■ Reading passage:
___
NREL calculates emissions, costs of power plant cycling for wind, solar expansion
New research from the Energy Department’s National Renewable Energy Laboratory (NREL) quantifies the potential impacts of increasing wind and solar power generation on the operators of fossil-fueled power plants in the West. To accommodate higher amounts of wind and solar power on the electric grid, utilities must ramp down and ramp up or stop and start conventional generators more frequently to provide reliable power for their customers—a practice called cycling.
The study finds that the carbon emissions induced by more frequent cycling are negligible (<0.2%) compared with the carbon reductions achieved through the wind and solar power generation evaluated in the study. Sulfur dioxide emissions reductions from wind and solar are 5% less than expected because of cycling of fossil-fueled generators. Emissions of nitrogen oxides are reduced 2% more than expected. The study also finds that high levels of wind and solar power would reduce fossil fuel costs by approximately $7 billion per year across the West, while incurring cycling costs of $35 million to $157 million per year. For the average fossil-fueled plant, this results in an increase in operations and maintenance costs of $0.47 to $1.28 per megawatt-hour (MWh) of generation.
“Grid operators have always cycled power plants to accommodate fluctuations in electricity demand as well as abrupt outages at conventional power plants, and grid operators use the same tool to accommodate high levels of wind and solar generation,” said Debra Lew, NREL project manager for the study. “Increased cycling to accommodate high levels of wind and solar generation increases operating costs by 2% to 5% for the average fossil-fueled plant. However, our simulations show that from a system perspective, avoided fuel costs are far greater than the increased cycling costs for fossil-fueled plants.”
___
■ Dataset rows:
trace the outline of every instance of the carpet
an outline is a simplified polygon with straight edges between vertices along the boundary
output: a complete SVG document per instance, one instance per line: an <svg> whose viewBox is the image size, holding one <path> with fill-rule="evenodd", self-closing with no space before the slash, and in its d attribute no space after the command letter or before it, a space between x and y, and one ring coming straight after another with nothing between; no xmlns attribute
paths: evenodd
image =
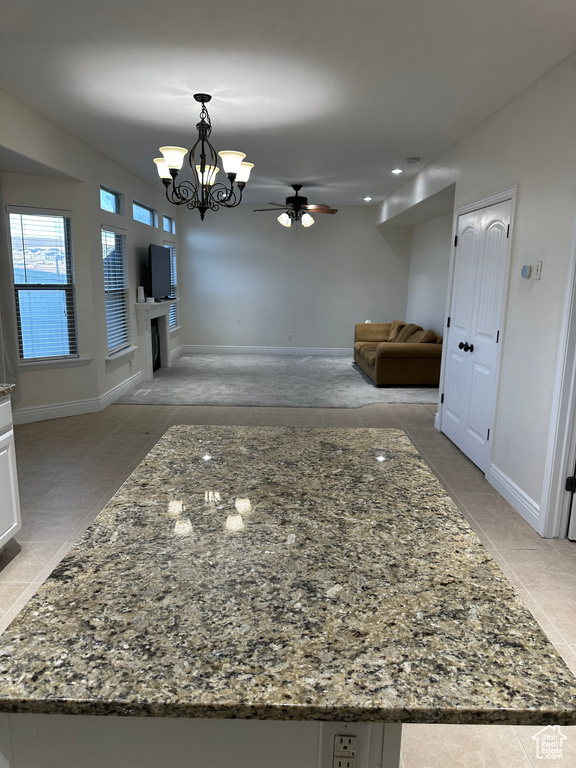
<svg viewBox="0 0 576 768"><path fill-rule="evenodd" d="M183 355L118 403L358 408L372 403L437 403L431 388L377 389L349 357Z"/></svg>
___
■ Exercise requirements:
A: List every type of emissions that the power plant cycling article reports figures for.
B: Pick up the article on power plant cycling from where it stops and keep it going.

■ Solved tasks:
A: Carbon emissions, sulfur dioxide emissions, and nitrogen oxide emissions.

B:
Phase 2 of the Western Wind and Solar Integration Study (WWSIS-2) is a follow up to the WWSIS released in May 2010, which examined the viability, benefits, and challenges of integrating high levels of wind and solar power into the western electricity grid. WWSIS found it to be technically feasible if certain operational changes could be made, but the first study raised questions about the impact of cycling on wear-and-tear costs and emissions.
To calculate wear-and-tear costs and emissions impacts for the new study, NREL designed five hypothetical scenarios to examine generating up to 33% wind and solar energy on the U.S. portion of the Western Interconnection power system for the year 2020. This is equivalent to a quarter of the power in the Western Interconnection (including Canada and Mexico) coming from wind and solar energy on an annual basis. The study models cycling impacts representing a range of wind and solar energy levels between none and 33%, and is not an endorsement of any particular level.
The study assumes a future average natural gas price of $4.60/MMBtu, significant cooperation between balancing authorities, and optimal usage of transmission capacity (i.e., not reserving transmission for contractual obligations). NREL modeled operations of the entire Western Interconnection for that year in five-minute intervals to understand potential impacts within every hour. With these assumptions, the study finds that the high wind and solar scenarios reduce CO2 emissions by 29%–34% across the Western Interconnection, with cycling having a negligible impact.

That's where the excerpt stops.